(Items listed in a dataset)
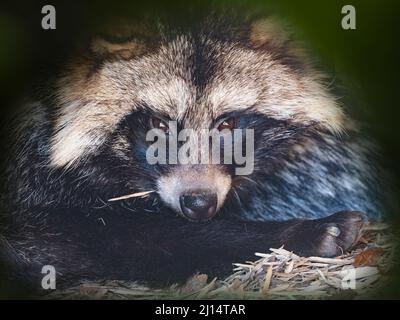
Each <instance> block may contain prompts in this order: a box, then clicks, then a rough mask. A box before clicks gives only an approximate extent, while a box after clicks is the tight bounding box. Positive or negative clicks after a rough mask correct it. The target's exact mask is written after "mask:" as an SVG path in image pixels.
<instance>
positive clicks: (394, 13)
mask: <svg viewBox="0 0 400 320" xmlns="http://www.w3.org/2000/svg"><path fill="white" fill-rule="evenodd" d="M44 4H53V5H55V7H56V10H57V30H55V31H51V30H50V31H45V30H42V29H41V18H42V14H41V7H42V6H43V5H44ZM212 4H213V5H214V6H220V7H222V8H224V7H239V8H241V9H240V10H243V9H247V10H250V11H256V12H257V13H261V14H263V13H266V14H270V13H272V14H277V15H278V16H281V17H284V18H287V20H288V21H289V22H291V23H292V24H293V26H294V27H295V30H296V31H297V34H298V36H300V37H301V38H302V39H303V40H305V41H306V43H307V44H308V45H309V47H310V48H311V49H312V50H313V52H314V53H315V56H316V58H317V60H318V61H319V62H320V64H321V66H322V67H323V68H324V69H326V70H327V71H328V72H330V74H331V75H332V79H334V81H335V82H334V83H335V84H336V85H337V87H338V88H339V90H338V91H339V92H340V96H341V97H342V98H343V101H344V102H346V103H347V104H348V105H349V106H350V111H351V113H352V114H354V115H355V117H356V118H358V119H361V120H363V121H365V122H366V123H367V124H368V125H369V130H370V134H371V135H372V136H373V137H374V138H376V139H377V140H378V141H379V143H380V145H381V146H382V149H383V158H384V162H385V164H386V166H387V167H388V168H390V170H391V172H392V177H393V180H394V181H395V182H396V183H397V185H400V183H399V181H400V152H399V151H400V143H399V141H400V139H399V138H400V108H399V99H400V96H399V91H400V88H399V71H400V70H399V68H398V63H399V58H400V55H399V48H400V44H399V43H400V36H399V35H400V32H399V31H400V28H399V27H398V21H399V16H400V10H399V9H400V5H399V4H400V2H399V1H397V2H396V1H390V0H386V1H385V0H384V1H381V0H380V1H378V0H370V1H366V0H364V1H361V0H360V1H358V0H357V1H356V0H348V1H335V0H330V1H327V0H325V1H322V0H319V1H310V0H309V1H288V0H286V1H282V0H280V1H275V0H260V1H246V2H240V1H214V2H213V3H212ZM346 4H351V5H353V6H354V7H355V8H356V12H357V20H356V21H357V29H356V30H343V29H342V28H341V19H342V14H341V8H342V7H343V6H344V5H346ZM209 5H210V2H208V1H171V0H170V1H164V2H162V1H158V2H155V1H150V0H147V1H144V2H139V1H112V2H111V1H109V2H107V1H93V2H88V1H84V2H82V1H79V2H78V1H26V2H22V1H13V2H10V3H8V4H7V3H4V2H3V3H2V4H0V103H1V104H0V106H1V109H0V112H1V113H2V114H4V113H7V112H8V111H9V110H10V109H12V108H13V106H14V104H15V102H16V101H17V100H18V98H20V97H21V96H22V93H23V92H25V91H26V90H28V89H29V88H30V87H31V84H32V83H33V82H34V80H35V78H36V77H37V76H38V75H40V74H41V71H42V69H43V67H45V66H48V65H49V64H50V62H53V61H54V60H55V59H54V58H57V57H63V56H64V55H65V54H66V53H68V52H69V50H70V49H71V48H73V44H74V43H76V40H77V38H81V37H84V36H85V35H86V34H87V33H88V31H90V29H91V28H93V26H94V25H96V23H97V22H101V21H103V20H105V19H107V18H110V17H111V16H119V15H124V16H132V17H141V16H143V15H154V14H158V13H162V14H164V13H168V14H169V15H171V16H173V17H174V18H175V19H176V20H188V19H189V20H190V19H191V15H196V14H197V13H199V12H202V11H205V10H207V9H208V8H209ZM56 61H57V60H56ZM42 66H43V67H42ZM391 214H393V215H394V217H397V216H399V218H400V215H399V214H398V213H397V212H391ZM398 220H399V219H398V218H397V221H398ZM398 230H399V228H398ZM397 269H398V270H399V271H400V266H399V267H398V268H397ZM387 296H390V297H395V296H396V297H400V282H399V281H397V280H396V278H395V280H394V281H393V285H392V286H390V288H388V291H387Z"/></svg>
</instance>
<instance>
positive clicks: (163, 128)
mask: <svg viewBox="0 0 400 320" xmlns="http://www.w3.org/2000/svg"><path fill="white" fill-rule="evenodd" d="M150 127H151V128H153V129H160V130H162V131H164V132H165V133H168V131H169V129H168V124H167V123H166V122H165V121H163V120H161V119H159V118H156V117H151V118H150Z"/></svg>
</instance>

• **Exercise**
Print each record exactly as it stands, skipping the pictures.

• **Answer area**
Each <instance> block may contain prompts in this order: a box, then clicks, then a rough mask. A box before clicks gives only an approximate extent, while a box after clicks is the tight bounding box. Positive or negative clicks after a rough mask correct it. The target's exact mask is written after "mask:" as an SVG path in image pixels.
<instance>
positive clicks: (394, 13)
mask: <svg viewBox="0 0 400 320" xmlns="http://www.w3.org/2000/svg"><path fill="white" fill-rule="evenodd" d="M44 4H53V5H55V7H56V10H57V30H55V31H51V30H50V31H45V30H42V29H41V18H42V14H41V7H42V6H43V5H44ZM212 4H213V5H214V6H220V7H222V8H224V7H239V8H241V9H240V10H243V9H247V10H250V11H256V12H257V13H261V14H263V13H266V14H270V13H272V14H277V15H278V16H281V17H284V18H287V20H288V21H289V22H291V23H292V24H293V26H294V27H295V30H296V31H297V34H298V36H300V37H301V38H302V39H303V40H305V41H306V43H307V44H308V45H309V47H310V48H311V49H312V50H313V52H314V53H315V56H316V58H317V60H318V61H319V62H320V64H321V66H322V67H323V68H324V69H326V70H327V71H328V72H330V74H331V75H332V79H334V81H335V82H334V83H335V84H336V85H337V87H338V88H339V90H338V91H339V92H340V96H341V97H342V98H343V101H344V102H346V103H347V104H348V105H349V106H350V111H351V113H352V114H354V115H355V117H356V118H358V119H361V120H363V121H365V122H366V123H367V124H368V125H369V130H370V134H371V135H372V136H373V137H374V138H376V139H377V140H378V141H379V143H380V145H381V146H382V149H383V158H384V162H385V164H386V166H387V167H388V168H390V170H391V172H392V177H393V180H394V181H395V182H396V183H397V185H400V183H399V181H400V152H399V151H400V143H399V141H400V139H399V138H400V108H399V99H400V96H399V91H400V88H399V71H400V70H399V68H398V63H399V58H400V55H399V48H400V44H399V43H400V36H399V35H400V32H399V31H400V28H399V27H398V21H399V16H400V10H399V9H400V5H399V4H400V2H399V1H397V2H396V1H390V0H386V1H385V0H384V1H381V0H380V1H378V0H370V1H366V0H364V1H361V0H360V1H358V0H357V1H356V0H348V1H335V0H330V1H327V0H325V1H322V0H319V1H310V0H309V1H288V0H286V1H282V0H280V1H275V0H260V1H246V2H240V1H214V2H213V3H212ZM346 4H351V5H353V6H354V7H355V8H356V12H357V20H356V21H357V29H356V30H343V29H342V28H341V19H342V14H341V8H342V7H343V6H344V5H346ZM209 5H210V2H208V1H171V0H170V1H164V2H162V1H158V2H155V1H150V0H147V1H144V2H139V1H112V2H111V1H109V2H107V1H93V2H88V1H84V2H82V1H79V2H78V1H26V2H22V1H13V2H10V3H8V4H7V3H4V2H3V3H2V4H0V103H1V104H0V106H1V109H0V112H1V113H2V114H4V113H7V112H8V111H9V110H10V109H12V108H13V106H14V104H15V102H16V101H17V100H18V98H20V97H21V96H22V93H23V92H25V91H26V90H28V89H29V88H30V87H31V84H32V83H33V82H34V80H35V78H36V77H37V76H38V75H40V74H41V71H42V69H43V67H45V66H48V65H49V64H50V62H53V61H54V60H55V59H54V58H57V57H63V56H64V55H65V54H66V53H68V52H69V50H70V49H71V48H73V44H74V43H76V40H77V38H81V37H84V36H85V35H86V34H87V33H88V31H90V29H91V28H93V26H94V25H96V23H97V22H101V21H103V20H105V19H107V18H110V17H111V16H119V15H124V16H132V17H141V16H143V15H154V14H158V13H162V14H164V13H168V14H169V15H171V16H173V17H174V18H175V19H176V20H188V19H189V20H190V19H191V15H196V14H197V13H199V12H202V11H205V10H207V9H208V8H209ZM56 61H57V60H56ZM42 66H43V67H42ZM391 214H393V215H394V217H397V216H399V218H400V215H399V214H398V213H397V212H391ZM398 220H399V219H398V218H397V221H398ZM398 230H399V228H398ZM397 269H398V270H399V271H400V266H399V267H398V268H397ZM387 296H390V297H395V296H396V297H400V282H399V281H397V280H396V278H395V280H394V281H393V285H392V286H390V288H388V291H387Z"/></svg>
</instance>
<instance>
positive clicks: (163, 128)
mask: <svg viewBox="0 0 400 320" xmlns="http://www.w3.org/2000/svg"><path fill="white" fill-rule="evenodd" d="M150 127H151V128H153V129H160V130H162V131H164V132H165V133H168V131H169V129H168V124H167V123H166V122H165V121H163V120H161V119H159V118H156V117H151V118H150Z"/></svg>
</instance>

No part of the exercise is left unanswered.